- _Problem requirements_: Reproduce the data word for word, keeping every line complete.

Excerpts from a dataset:

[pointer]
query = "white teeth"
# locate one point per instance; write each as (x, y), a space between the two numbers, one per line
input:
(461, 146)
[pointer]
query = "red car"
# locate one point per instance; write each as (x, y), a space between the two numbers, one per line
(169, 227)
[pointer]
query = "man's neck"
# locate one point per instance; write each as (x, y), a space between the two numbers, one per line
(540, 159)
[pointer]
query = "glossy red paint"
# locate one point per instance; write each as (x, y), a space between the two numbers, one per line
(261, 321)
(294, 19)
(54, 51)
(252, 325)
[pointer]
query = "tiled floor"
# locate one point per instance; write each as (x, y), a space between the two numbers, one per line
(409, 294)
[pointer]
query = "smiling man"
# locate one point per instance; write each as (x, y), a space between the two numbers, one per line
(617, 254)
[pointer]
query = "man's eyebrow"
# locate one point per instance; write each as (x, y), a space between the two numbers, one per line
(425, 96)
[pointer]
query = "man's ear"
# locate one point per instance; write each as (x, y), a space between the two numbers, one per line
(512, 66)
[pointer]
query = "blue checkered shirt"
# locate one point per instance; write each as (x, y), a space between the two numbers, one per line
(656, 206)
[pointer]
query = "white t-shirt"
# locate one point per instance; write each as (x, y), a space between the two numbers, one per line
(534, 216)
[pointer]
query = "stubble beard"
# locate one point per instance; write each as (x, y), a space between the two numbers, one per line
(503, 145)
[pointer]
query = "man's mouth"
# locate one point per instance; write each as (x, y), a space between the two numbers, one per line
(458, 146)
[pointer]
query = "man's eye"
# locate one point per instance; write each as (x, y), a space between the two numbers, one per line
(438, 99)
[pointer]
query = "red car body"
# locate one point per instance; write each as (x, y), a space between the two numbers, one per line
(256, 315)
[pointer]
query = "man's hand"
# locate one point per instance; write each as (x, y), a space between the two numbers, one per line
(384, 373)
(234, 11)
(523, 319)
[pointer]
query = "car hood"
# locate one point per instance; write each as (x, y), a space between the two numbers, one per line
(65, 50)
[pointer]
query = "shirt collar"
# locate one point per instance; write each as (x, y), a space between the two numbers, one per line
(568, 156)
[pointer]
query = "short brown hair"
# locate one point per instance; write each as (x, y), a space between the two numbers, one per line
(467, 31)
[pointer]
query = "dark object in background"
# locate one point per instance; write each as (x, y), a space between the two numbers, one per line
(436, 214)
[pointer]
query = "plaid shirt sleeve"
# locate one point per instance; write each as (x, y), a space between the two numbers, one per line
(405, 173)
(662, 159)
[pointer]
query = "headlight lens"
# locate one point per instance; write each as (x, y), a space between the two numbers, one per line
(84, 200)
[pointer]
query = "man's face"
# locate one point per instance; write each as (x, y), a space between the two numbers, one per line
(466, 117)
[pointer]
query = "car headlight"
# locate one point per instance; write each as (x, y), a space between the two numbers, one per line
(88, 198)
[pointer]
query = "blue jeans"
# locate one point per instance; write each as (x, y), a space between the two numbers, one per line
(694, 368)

- _Solution to this task_:
[pointer]
query = "white teeth"
# locate one point per instance; write each as (x, y), a space between the two numbers, one per line
input:
(461, 146)
[pointer]
query = "red car"
# locate one point per instance; write each as (x, y), a space between the two numbers, one per line
(169, 227)
[pointer]
query = "man's neck"
# locate one point per instance; write each as (x, y), a space between the two numbers, one per line
(540, 159)
[pointer]
query = "glossy red paint"
# locate one point per instance; write each as (x, y), a space between the two numbers, one per line
(261, 321)
(294, 19)
(54, 51)
(252, 325)
[pointer]
query = "tiled floor"
# locate one point per instance; write each as (x, y), a space between the two numbers, one per line
(409, 294)
[pointer]
query = "smiling man"
# locate one point per instance; write each as (x, y), a space between the two numbers, one per line
(617, 254)
[pointer]
query = "man's eyebrow"
# locate one point per instance; write each as (x, y), a space between the two numbers, one per line
(425, 96)
[pointer]
query = "man's ear"
# locate one point per instance; write each as (x, y), a space between the two numbers, one per line
(512, 66)
[pointer]
query = "blue checkered shirt"
# locate one point per instance; write each as (x, y), a space between the two numbers, one per line
(656, 206)
[pointer]
query = "white t-shirt"
# locate one point per instance; write each as (x, y), a space between the two numbers, one per line
(534, 216)
[pointer]
query = "stubble beard"
# locate one point per instance; write each as (x, y), a space between the two numbers, one per line
(503, 145)
[pointer]
query = "man's mouth"
# locate one point per instance; write each as (x, y), a space between the two numbers, one per line
(458, 146)
[pointer]
query = "man's eye"
# locate one point per instance; write each as (x, y), a space between the two numbers, one per line
(438, 99)
[pointer]
query = "red car body"
# locate one point per instance; write each as (x, y), a space between the two numbers, one per line
(256, 315)
[pointer]
query = "man's hand"
# locate one point per instance; write each as (x, y), a space between the two numbers, one per line
(384, 373)
(234, 11)
(523, 319)
[pointer]
query = "car hood"
# locate one point per instance; write each as (x, y), a space between the two numbers, one per line
(65, 50)
[pointer]
query = "shirt collar"
# locate one point per instance; write each as (x, y), a space between the two numbers, one per line
(568, 156)
[pointer]
query = "short brown hair"
# locate one point per instance; write each as (x, y), a space between the two numbers, one per line
(467, 31)
[pointer]
query = "dark object in background"
# locate one point per instance; write each as (x, y), a space between the two numbers, one per line
(436, 214)
[pointer]
query = "plaid shirt sleeve"
# locate one point per instance; write each as (x, y), a space between the two numbers, one per line
(405, 173)
(662, 159)
[pointer]
query = "headlight lens"
# locate one point per instance; write each as (x, y), a space between the two numbers, one per line
(84, 200)
[pointer]
query = "man's face"
# locate one point per instance; write each as (x, y), a space between the two numbers, one per line
(466, 117)
[pointer]
query = "car headlight"
# locate one point per instance; write each as (x, y), a space between the two numbers, one per line
(88, 198)
[pointer]
query = "blue jeans"
# locate one point per instance; write each as (x, y), a space between the two numbers, one per line
(694, 368)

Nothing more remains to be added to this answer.